(Dataset entries)
==================================================
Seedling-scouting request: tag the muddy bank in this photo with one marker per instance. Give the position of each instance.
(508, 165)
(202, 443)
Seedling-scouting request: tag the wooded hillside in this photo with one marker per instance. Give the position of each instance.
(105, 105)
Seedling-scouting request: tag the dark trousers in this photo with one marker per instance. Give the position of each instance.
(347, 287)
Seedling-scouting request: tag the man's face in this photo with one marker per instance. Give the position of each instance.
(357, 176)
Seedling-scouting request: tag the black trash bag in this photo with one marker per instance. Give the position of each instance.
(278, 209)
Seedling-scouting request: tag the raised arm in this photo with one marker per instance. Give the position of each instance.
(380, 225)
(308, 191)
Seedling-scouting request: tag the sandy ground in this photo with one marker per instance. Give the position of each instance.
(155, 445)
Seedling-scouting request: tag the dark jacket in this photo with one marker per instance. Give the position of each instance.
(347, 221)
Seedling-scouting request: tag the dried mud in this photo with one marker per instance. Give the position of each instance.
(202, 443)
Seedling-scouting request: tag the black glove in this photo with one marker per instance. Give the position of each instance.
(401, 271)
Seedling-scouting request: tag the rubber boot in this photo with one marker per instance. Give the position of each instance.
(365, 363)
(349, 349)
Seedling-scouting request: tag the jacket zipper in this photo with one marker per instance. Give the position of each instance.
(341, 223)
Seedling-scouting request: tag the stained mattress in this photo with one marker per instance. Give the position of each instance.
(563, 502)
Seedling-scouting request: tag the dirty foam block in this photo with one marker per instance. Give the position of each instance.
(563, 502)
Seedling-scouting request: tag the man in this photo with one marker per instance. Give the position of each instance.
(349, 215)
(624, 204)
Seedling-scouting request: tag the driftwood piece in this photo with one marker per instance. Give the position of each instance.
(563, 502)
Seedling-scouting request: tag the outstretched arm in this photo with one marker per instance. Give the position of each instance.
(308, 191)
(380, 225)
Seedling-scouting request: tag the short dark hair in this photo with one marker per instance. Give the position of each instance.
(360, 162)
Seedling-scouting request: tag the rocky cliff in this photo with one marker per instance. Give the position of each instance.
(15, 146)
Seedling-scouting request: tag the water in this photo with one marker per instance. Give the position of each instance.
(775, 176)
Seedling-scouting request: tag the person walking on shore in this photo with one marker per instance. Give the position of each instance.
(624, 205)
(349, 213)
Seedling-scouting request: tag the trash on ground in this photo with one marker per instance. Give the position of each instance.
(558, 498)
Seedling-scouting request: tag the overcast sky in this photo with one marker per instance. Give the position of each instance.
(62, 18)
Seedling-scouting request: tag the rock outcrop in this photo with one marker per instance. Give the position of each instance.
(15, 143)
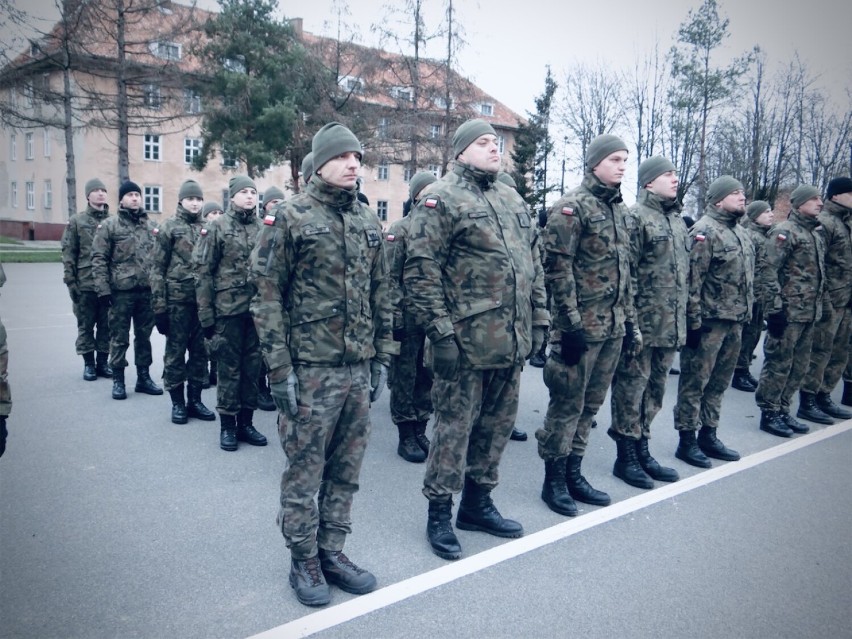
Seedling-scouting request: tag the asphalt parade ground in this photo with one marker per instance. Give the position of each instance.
(116, 523)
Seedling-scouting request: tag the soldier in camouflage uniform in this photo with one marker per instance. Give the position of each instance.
(757, 220)
(223, 293)
(831, 335)
(5, 389)
(175, 311)
(659, 266)
(323, 315)
(410, 382)
(588, 267)
(793, 285)
(475, 283)
(121, 259)
(721, 293)
(92, 318)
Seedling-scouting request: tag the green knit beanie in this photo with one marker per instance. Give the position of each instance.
(468, 132)
(332, 140)
(94, 184)
(802, 194)
(601, 147)
(238, 183)
(722, 187)
(652, 168)
(756, 208)
(190, 188)
(420, 180)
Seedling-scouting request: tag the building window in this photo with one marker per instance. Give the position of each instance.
(152, 199)
(191, 149)
(151, 147)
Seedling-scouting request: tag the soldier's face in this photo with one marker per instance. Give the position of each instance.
(611, 169)
(812, 207)
(482, 154)
(97, 198)
(342, 171)
(245, 198)
(665, 185)
(192, 204)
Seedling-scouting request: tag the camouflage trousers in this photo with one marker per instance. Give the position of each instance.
(474, 416)
(705, 373)
(127, 306)
(236, 349)
(638, 387)
(5, 389)
(751, 336)
(785, 362)
(576, 394)
(324, 445)
(410, 382)
(829, 352)
(184, 337)
(92, 324)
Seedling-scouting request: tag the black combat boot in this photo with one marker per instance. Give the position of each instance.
(688, 450)
(343, 573)
(651, 465)
(308, 582)
(228, 434)
(408, 448)
(713, 447)
(439, 529)
(118, 390)
(771, 422)
(554, 492)
(144, 383)
(420, 436)
(246, 431)
(742, 380)
(102, 367)
(809, 410)
(89, 371)
(626, 465)
(579, 488)
(478, 512)
(179, 415)
(827, 406)
(194, 407)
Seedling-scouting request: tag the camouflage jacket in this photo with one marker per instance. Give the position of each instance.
(222, 258)
(721, 269)
(757, 234)
(473, 269)
(172, 268)
(588, 261)
(659, 261)
(121, 252)
(77, 247)
(794, 280)
(836, 222)
(322, 284)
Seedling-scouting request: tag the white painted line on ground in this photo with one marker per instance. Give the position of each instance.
(359, 606)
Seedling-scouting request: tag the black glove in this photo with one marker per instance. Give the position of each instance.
(161, 321)
(776, 323)
(573, 345)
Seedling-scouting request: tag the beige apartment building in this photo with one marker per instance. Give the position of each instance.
(33, 184)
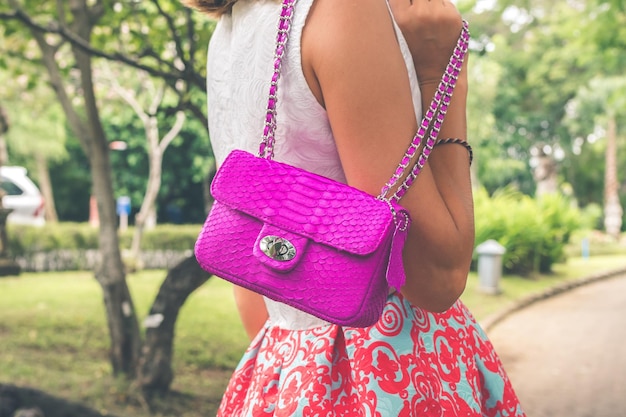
==================================================
__Your task__.
Only the records, copied exactly and free of pictures, belong in the answer.

__Answer for the task__.
Seedling-scouting request: tag the muddy bank in this photo with one marker per instance. Give the position of each instance.
(508, 165)
(202, 443)
Seedling-scouting request: tag the wooded hillside in this photo with one marker per instance. Give the position of each instance.
(105, 105)
Seedling-scouting request: tag the dark trousers in this photo with one marker per instance. Give the position of each instance.
(347, 287)
Seedling-scouting request: tag the man's face in this photo with one marker per instance. Give the position of each instance.
(357, 176)
Seedling-scouting request: tag the black trash bag in this photo with one marker per instance. Give the position of each instance.
(278, 209)
Seedling-scouting request: tag the raised arm in this photo with one marker per instance. Give the position of each instance.
(380, 225)
(308, 191)
Seedling-scouting request: tag the sandy ground in this photo with one marker per instance. Give the position of each instance.
(155, 445)
Seedling-scouting request: tag the dark jacket in this photo with one marker per instance. Give the position of each instance.
(347, 221)
Seedling-scouting request: tag the dried mud in this photo with one marker per instance. Give the position of each instance.
(202, 443)
Seedling-scouting request: tag the black glove in this photo with one marker per instance. Give the position of each instance.
(401, 271)
Seedling-scouting request: tag the rubber boot in this photo with one marker per instance. Give the position of each instance.
(365, 363)
(349, 349)
Seedling-scouting request: tag the jacket zipper in this photo with one marker per instance. Give the position of each instance.
(341, 223)
Seedling-scouting request: tag the stained mattress in this photo with one marker per instance. Give the position of each instance.
(563, 502)
Seedling-scouting request: tag the dirty foam block in this photo with one marker per instance. Give the position of each instance.
(563, 502)
Seedling-scouting request: tag the man in this photo with one marker per instance. Give the position of each instance.
(349, 215)
(624, 204)
Seedling-scouting request: tag the driftwood piece in this photo with one marker per instance. Give the position of each instance.
(563, 502)
Seedling-scouting request: tag the outstretched arm in this photo with one marker per instance. Give the position of each instance.
(308, 191)
(380, 225)
Seedling-scouting request: tag the short dark hair in this photo with one marker per instance. Give the position of each instance.
(360, 162)
Seedling-scouting request: tag the rocky cliff in this photo with one marker per instance. Give the position of each instance.
(15, 146)
Seedling-scouting request: tag the water in this photo with one marker per instance. Give the position of each instance.
(775, 176)
Seedling-scouting request: tag the person walking on shore in this photo with one marker per instance. Give the position of each instance.
(624, 205)
(349, 213)
Seedling-scouting request: tag the trash on ground in this photo with one marker per instance. Give the position of each instance.
(558, 498)
Seedling-scouting request: tag the overcast sky in this photo with one marker per instance. Give the position of each instance.
(62, 18)
Seedling-scouting request: tag the rock outcrop in this photo with one marker per instance. Give the position of each instance.
(15, 143)
Seedling-scouting request: tag the asphalt parade ground in this photo with one marker per instance. Give the position of each instance.
(116, 523)
Seedling-scouting request: tag the soldier in camouflage uniform in this photo with one marker per instance. Give the position of each instance.
(757, 220)
(223, 293)
(831, 335)
(5, 389)
(175, 311)
(659, 266)
(323, 315)
(410, 382)
(588, 267)
(793, 285)
(475, 283)
(121, 259)
(721, 293)
(92, 318)
Seedling-scouting request: tag the green knit beanie in this photo with one marker per instance. Give the position of each instance.
(468, 132)
(332, 140)
(94, 184)
(802, 194)
(601, 147)
(238, 183)
(722, 187)
(652, 168)
(756, 208)
(190, 188)
(420, 180)
Seedling-scouting request: tag the building window in this photo with one marker per instance. Give the position of each instance.
(152, 199)
(191, 149)
(151, 147)
Seedling-scouting request: tag the soldier's face in this photo with one marker per instance. Give the position of each instance.
(611, 169)
(812, 207)
(482, 154)
(97, 198)
(342, 171)
(245, 198)
(665, 185)
(192, 204)
Seedling-scouting request: tag the camouflage trousers in this photo with one marker per instance. Give the position of each instance.
(474, 416)
(705, 373)
(127, 306)
(236, 349)
(638, 387)
(5, 389)
(751, 336)
(785, 362)
(576, 394)
(324, 445)
(410, 382)
(829, 352)
(184, 337)
(92, 324)
Seedling-scouting request: tag the black combat boot in this photo with one marker per instance. Give the position of each instance.
(688, 450)
(343, 573)
(651, 465)
(308, 582)
(228, 434)
(408, 448)
(713, 447)
(439, 529)
(118, 390)
(771, 422)
(554, 492)
(144, 383)
(420, 436)
(246, 431)
(742, 380)
(102, 367)
(809, 410)
(89, 371)
(626, 465)
(579, 488)
(478, 512)
(179, 415)
(827, 406)
(194, 407)
Seedling-scouting request: tag the camouflage jacket in this photo with one marker per instance. Give the position of each instance.
(222, 258)
(721, 269)
(757, 234)
(473, 269)
(172, 268)
(588, 261)
(659, 261)
(121, 252)
(77, 247)
(794, 280)
(836, 222)
(322, 284)
Seedling-scouting request: tag the white painted line on ground in this photo with one marker per instance. Give the position of each instance.
(359, 606)
Seedling-scouting request: tag the black glove in this photo with one marker per instance. Give the position of each instance.
(161, 321)
(776, 323)
(573, 345)
Seedling-scouting request: tag the beige apartment building in this photo with one marker per instance. Give the position of each instance.
(33, 184)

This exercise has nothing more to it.